# Passage provided
****************

Skip to main content
← back to blog

How Kalahari Branches VM Memory on macOS with Mach Memory Entries

Why Kalahari uses Mach memory entries, mach_vm_map(copy=TRUE), Mach IPC port descriptors, and registered-port bootstrap to make VM branching portable.

virtualization rust macos mach

The API Kalahari wants to expose is deliberately small:

const zygote = await sandbox.zygote();

const childA = await zygote.spawn();
const childB = await zygote.spawn();
const childC = await zygote.spawn();

A user takes a configured sandbox, freezes it as a zygote, and spawns several independent children. Each child can write to its own filesystem, modify its own memory, and become a zygote in turn for further branching. The implementation has to make all of that real without copying guest RAM each time.

That last requirement is the hard one. Guest RAM is the largest piece of VM state, often gigabytes per VM. If every spawn eagerly copied that memory, the API would be unusable. Branching has to be copy-on-write at the kernel level: the child shares the parent’s pages until it writes, and only then does the kernel allocate a private page for the child.

On Linux, Kalahari can build that abstraction from file-descriptor-named memory plus a copy-on-write backend. On macOS, the answer is something different: a Mach memory entry. This post is about why, and what the implementation has to do to make that primitive behave the way Kalahari needs.

Mach in Brief

macOS has two layers of kernel personality. The BSD layer gives you what looks like Unix: file descriptors, sockets, processes, signals. Underneath that, the Mach kernel exposes its own object model: tasks (close to processes), threads, virtual memory, and ports.

A Mach port is the kernel’s name for a generic capability. It can name an IPC channel, a thread, a task, a memory object, a hardware device, or many other things. Two facts about Mach ports matter for this post:

  • Ports are integers in your task’s port namespace, but they carry rights. A “send right” lets you send messages or operations to the port. A “receive right” lets you wait for them. Cloning a send right increments a kernel reference count. Dropping it decrements. Ports are not file descriptors. They encode capability, not just identity.
  • Ports can be transferred between tasks. Mach IPC has a port-descriptor message format that names a port from the sender and inserts an equivalent port into the receiver’s namespace. Unlike SCM_RIGHTS, which only knows how to move file descriptors, Mach IPC can move any port type, with the right kind and disposition preserved.

****************

# Given records
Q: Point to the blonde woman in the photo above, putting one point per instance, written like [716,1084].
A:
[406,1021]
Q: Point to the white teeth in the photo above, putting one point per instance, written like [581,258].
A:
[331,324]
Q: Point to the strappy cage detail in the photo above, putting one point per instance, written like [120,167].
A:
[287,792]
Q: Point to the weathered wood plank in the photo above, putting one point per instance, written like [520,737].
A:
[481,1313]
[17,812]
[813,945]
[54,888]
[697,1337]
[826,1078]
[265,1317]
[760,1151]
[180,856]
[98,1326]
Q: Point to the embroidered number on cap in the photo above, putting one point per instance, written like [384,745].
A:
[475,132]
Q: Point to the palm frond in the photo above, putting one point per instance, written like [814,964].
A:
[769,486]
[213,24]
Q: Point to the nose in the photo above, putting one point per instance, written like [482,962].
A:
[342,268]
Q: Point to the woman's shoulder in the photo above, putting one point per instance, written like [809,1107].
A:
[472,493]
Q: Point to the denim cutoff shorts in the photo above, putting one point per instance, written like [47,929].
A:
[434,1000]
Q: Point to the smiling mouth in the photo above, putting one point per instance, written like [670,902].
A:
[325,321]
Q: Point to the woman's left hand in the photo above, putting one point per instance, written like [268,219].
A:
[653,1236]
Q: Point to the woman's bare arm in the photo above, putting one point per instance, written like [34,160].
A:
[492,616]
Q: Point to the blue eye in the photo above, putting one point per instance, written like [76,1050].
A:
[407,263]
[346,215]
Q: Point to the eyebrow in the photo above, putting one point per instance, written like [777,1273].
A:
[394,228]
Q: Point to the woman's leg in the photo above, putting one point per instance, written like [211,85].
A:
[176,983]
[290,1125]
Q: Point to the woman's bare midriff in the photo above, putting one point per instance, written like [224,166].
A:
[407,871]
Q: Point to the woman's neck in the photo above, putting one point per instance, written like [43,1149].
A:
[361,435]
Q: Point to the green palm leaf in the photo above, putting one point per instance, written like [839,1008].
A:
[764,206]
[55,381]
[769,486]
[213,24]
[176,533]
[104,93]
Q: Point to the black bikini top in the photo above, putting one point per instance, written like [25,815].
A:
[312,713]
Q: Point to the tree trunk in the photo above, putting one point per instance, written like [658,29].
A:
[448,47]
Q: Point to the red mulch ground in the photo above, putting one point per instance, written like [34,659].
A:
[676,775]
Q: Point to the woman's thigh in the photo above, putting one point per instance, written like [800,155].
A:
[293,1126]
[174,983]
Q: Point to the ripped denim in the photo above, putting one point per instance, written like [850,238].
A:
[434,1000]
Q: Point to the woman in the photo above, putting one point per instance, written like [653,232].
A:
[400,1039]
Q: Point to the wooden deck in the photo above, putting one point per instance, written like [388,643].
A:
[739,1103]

****************

# Tasks to carry out
1. Write out the part of the Kalahari article starting with "That last requirement" and going on through "way Kalahari needs.".
2. Continue the Kalahari article from the point where its text stops.
The entries are separate material and have no connection to the Kalahari article.

# Answers for the tasks
1.
That last requirement is the hard one. Guest RAM is the largest piece of VM state, often gigabytes per VM. If every spawn eagerly copied that memory, the API would be unusable. Branching has to be copy-on-write at the kernel level: the child shares the parent’s pages until it writes, and only then does the kernel allocate a private page for the child.

On Linux, Kalahari can build that abstraction from file-descriptor-named memory plus a copy-on-write backend. On macOS, the answer is something different: a Mach memory entry. This post is about why, and what the implementation has to do to make that primitive behave the way Kalahari needs.

2.
A Mach memory entry is a Mach port that names a virtual memory object. You can map it into your address space, transfer it to another task as a port descriptor, and let the kernel manage copy-on-write between mappings of the same entry. That last property is the one Kalahari needs.

The Handle Is a Port

It is tempting to start a cross-platform memory layer by asking for the macOS equivalent of memfd_create. That question points in the wrong direction. The closest thing is a memory entry, but a memory entry is not a file descriptor. It is a port with rights.

Kalahari’s macOS memory handle is built around that fact. The shape is roughly:

pub struct MemHandle {
    entry: u32,         // Mach memory entry send right
    size: usize,
    writable: bool,
}

impl MemHandle {
    pub fn allocate(size: usize) -> Self;                  // anonymous shared region
    pub fn from_file(path: &Path) -> Self;                  // read-only host file
    pub fn from_mach_port(port: u32, size: usize) -> Self;  // received over IPC

    pub fn try_clone(&self) -> Self;                        // bump send-right refcount
}

A few details are worth stating explicitly:

  • entry is an integer in the current task’s port namespace. The integer itself is meaningless to other tasks. What is transferred over IPC is the right the port represents, not the integer.
  • try_clone does not copy memory or pages. It calls mach_port_mod_refs to increment the send-right reference count and returns a fresh handle pointing at the same VM object.
  • Drop calls mach_port_deallocate, which decrements that count. When the last reference is gone, the kernel releases the port and (if nothing else references the underlying VM object) the pages.
  • writable is a Kalahari-side bit. It controls how this handle is mapped, not whether the underlying entry could in principle be mapped writable. The reason that distinction exists is explained below.

Allocating Fresh Anonymous Memory

When Kalahari needs a new buffer of guest RAM, it does this:

  1. Ask the Mach VM system for an anonymous, page-aligned range of virtual memory: mach_vm_allocate. This returns a memory range in the current task.
  2. Wrap that range in a memory entry with mach_make_memory_entry_64, passing the MAP_MEM_VM_SHARE flag.
mach_vm_allocate
        |
        v
mach_make_memory_entry_64(MAP_MEM_VM_SHARE)
        |
        v
Mach memory entry port

The MAP_MEM_VM_SHARE flag is what makes the entry transferable to other tasks. Without it the entry would be local-only and could not be sent to a worker.

After step 2, Kalahari has a port that refers to the same physical pages as the original allocation. The port can be mapped locally or sent over IPC to a worker process, where it can be mapped again. Both mappings see the same backing pages until either one writes.

The original VM range has to stay alive as long as the entry exists, because the entry only references it. That is what the Drop-time deallocation in the Rust handle is for. When the last MemHandle referring to the locally-allocated range goes away, Kalahari tells the kernel to release the range, the entry’s reference on the underlying VM object drops with it, and the pages become eligible for reclaim.

File-Backed Memory and the Hypervisor Wrinkle

Read-only filesystem images, like an EROFS rootfs, want a memory entry too, but a read-only one. Naively that should be simple: open the file read-only, map it read-only, wrap it as an entry. There is a wrinkle that comes from the hypervisor.

The macOS kernel tracks two protection values for every VM range:

  • Current protection: what is allowed right now (read, write, execute).
  • Maximum protection: the ceiling. Current protection can never exceed maximum.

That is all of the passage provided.